>> Start Data supplied
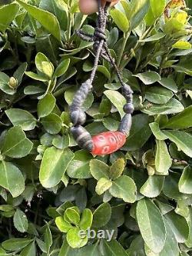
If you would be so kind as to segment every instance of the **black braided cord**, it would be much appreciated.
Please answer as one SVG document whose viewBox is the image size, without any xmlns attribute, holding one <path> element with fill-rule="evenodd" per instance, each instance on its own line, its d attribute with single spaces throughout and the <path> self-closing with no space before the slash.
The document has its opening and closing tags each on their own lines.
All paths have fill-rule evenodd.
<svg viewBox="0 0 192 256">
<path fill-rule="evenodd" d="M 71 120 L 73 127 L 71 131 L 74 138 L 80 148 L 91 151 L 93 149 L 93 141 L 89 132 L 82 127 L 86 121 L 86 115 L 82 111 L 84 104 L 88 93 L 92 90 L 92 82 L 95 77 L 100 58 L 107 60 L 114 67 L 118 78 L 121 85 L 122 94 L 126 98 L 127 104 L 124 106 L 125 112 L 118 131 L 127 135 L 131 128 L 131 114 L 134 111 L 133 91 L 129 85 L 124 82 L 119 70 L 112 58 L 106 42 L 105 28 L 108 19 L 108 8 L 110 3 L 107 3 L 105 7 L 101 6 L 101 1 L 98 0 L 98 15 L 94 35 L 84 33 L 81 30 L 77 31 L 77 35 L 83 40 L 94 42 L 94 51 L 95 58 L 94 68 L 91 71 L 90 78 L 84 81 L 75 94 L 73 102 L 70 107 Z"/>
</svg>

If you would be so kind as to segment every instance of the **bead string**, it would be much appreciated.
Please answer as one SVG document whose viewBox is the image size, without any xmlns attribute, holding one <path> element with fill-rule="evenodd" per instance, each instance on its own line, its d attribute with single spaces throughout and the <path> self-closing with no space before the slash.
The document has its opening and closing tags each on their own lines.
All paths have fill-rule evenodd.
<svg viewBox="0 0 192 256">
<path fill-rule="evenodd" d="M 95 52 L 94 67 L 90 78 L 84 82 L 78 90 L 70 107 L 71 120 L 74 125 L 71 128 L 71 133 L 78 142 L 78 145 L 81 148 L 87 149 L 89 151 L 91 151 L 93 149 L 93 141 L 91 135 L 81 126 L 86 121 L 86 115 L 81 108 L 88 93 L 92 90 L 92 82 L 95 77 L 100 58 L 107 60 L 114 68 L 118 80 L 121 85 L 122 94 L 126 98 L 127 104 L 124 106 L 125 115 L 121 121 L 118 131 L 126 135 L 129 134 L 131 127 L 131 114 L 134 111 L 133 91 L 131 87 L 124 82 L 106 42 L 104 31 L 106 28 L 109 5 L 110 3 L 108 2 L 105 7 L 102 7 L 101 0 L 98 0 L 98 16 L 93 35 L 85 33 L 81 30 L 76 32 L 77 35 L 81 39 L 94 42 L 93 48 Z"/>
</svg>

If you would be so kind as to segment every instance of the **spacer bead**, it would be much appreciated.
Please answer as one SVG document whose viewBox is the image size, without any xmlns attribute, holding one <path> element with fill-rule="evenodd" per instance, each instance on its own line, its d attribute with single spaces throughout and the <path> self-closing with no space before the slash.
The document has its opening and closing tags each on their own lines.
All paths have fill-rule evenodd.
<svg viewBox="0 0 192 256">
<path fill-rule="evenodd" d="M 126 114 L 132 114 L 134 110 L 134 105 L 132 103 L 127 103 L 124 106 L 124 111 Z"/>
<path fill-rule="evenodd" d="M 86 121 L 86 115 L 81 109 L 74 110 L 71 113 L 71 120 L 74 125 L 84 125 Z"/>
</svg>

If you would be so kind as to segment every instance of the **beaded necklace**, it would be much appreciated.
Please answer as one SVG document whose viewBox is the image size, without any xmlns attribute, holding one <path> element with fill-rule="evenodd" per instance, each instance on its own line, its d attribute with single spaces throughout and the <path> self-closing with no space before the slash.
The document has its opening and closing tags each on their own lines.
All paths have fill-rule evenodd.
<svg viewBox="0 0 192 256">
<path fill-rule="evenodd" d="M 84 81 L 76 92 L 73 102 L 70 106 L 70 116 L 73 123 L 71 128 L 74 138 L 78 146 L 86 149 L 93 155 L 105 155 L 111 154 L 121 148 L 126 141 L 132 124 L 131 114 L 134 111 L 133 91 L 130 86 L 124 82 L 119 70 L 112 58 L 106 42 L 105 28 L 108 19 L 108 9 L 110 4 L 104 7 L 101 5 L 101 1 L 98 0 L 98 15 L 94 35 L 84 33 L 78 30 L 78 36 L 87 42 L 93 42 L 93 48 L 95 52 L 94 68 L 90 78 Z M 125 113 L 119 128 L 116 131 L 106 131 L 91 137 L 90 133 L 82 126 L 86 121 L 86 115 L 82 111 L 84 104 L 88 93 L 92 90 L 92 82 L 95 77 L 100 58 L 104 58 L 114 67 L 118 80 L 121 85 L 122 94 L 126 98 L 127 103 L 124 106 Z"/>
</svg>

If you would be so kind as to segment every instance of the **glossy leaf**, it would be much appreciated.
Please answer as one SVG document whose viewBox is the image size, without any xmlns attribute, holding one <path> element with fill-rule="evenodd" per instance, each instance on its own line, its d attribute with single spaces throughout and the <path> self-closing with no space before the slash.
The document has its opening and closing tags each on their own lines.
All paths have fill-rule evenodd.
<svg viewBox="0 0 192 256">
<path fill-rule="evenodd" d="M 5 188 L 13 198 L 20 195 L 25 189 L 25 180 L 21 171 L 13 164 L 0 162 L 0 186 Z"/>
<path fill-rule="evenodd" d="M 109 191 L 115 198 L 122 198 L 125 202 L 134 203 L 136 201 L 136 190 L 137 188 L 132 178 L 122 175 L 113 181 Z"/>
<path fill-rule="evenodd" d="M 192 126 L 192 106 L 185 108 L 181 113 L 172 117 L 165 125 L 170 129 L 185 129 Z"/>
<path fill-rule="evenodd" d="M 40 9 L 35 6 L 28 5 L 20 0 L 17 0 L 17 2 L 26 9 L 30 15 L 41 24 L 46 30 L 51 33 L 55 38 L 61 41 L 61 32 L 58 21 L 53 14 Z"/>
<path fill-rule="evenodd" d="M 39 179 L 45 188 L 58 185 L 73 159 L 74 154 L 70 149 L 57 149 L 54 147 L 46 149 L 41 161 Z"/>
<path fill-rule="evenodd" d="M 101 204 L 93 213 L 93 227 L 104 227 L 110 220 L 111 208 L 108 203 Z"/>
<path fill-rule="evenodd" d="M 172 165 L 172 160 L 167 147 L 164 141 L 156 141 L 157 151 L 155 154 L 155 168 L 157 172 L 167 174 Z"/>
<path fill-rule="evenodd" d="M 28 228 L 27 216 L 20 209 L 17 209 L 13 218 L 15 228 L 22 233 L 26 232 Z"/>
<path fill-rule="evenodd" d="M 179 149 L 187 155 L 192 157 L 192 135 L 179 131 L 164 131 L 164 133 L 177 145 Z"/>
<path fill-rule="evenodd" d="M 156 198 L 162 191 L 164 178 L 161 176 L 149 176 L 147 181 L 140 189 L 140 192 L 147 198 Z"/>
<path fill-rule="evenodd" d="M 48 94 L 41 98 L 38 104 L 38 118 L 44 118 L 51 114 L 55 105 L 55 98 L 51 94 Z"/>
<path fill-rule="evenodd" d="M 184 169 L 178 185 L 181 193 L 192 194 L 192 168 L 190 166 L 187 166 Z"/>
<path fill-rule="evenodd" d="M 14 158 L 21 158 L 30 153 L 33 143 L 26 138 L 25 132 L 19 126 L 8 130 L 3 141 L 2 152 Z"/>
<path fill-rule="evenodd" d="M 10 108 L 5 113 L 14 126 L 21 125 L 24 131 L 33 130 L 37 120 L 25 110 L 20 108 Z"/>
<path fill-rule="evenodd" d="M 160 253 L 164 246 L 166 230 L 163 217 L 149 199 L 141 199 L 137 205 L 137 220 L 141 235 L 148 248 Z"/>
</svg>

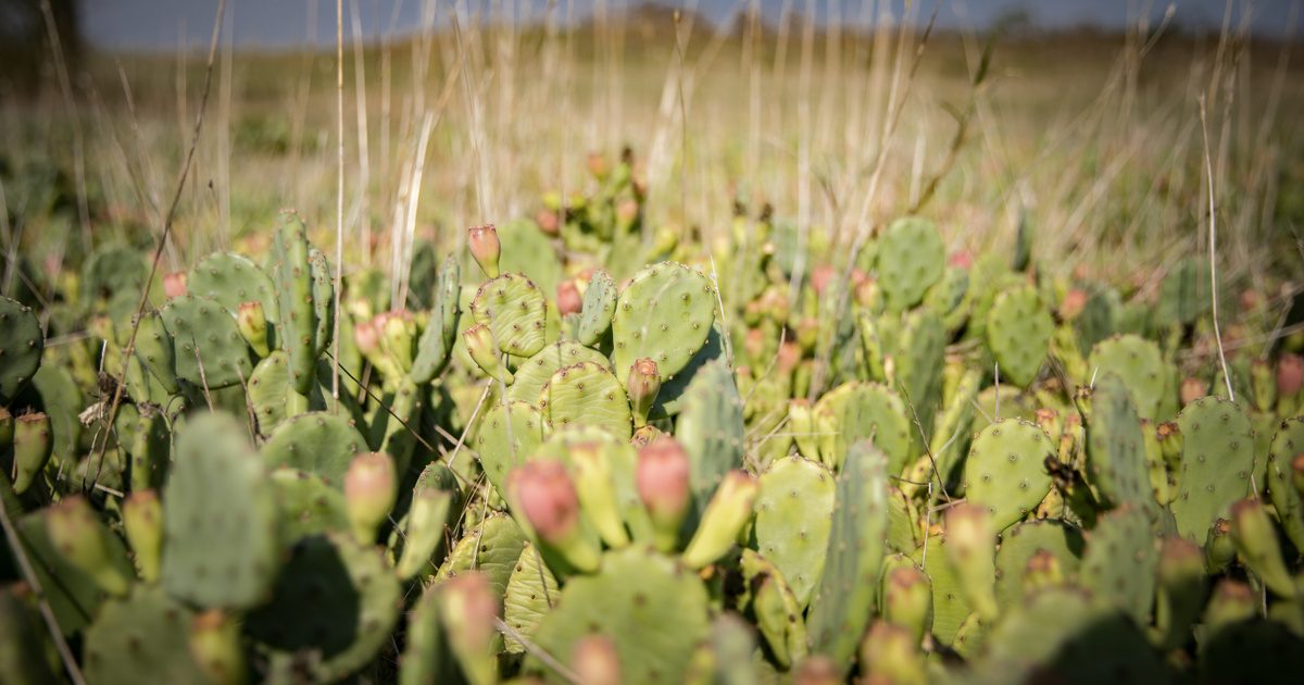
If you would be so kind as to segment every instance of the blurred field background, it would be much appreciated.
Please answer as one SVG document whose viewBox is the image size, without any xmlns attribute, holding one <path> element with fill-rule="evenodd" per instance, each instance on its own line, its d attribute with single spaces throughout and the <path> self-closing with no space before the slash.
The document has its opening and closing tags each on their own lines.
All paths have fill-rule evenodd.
>> End Data supplied
| What you have to do |
Would you write out, word for word, the lines from the one containing "background, it would be much appreciated." through the final line of the items above, both included?

| The result |
If you would be so kind as to segment every instance of the blurred field background, it would be much appreciated.
Please answer as one SVG document whose viewBox is the image size, without any xmlns attribute, holding one <path> element with fill-rule="evenodd" per instance, each instance on its own line, its d attribute with single spaces throughout and the <path> self-closing with no space before the slash.
The document has its opening and closing tags each on their own lines.
All paths have fill-rule evenodd.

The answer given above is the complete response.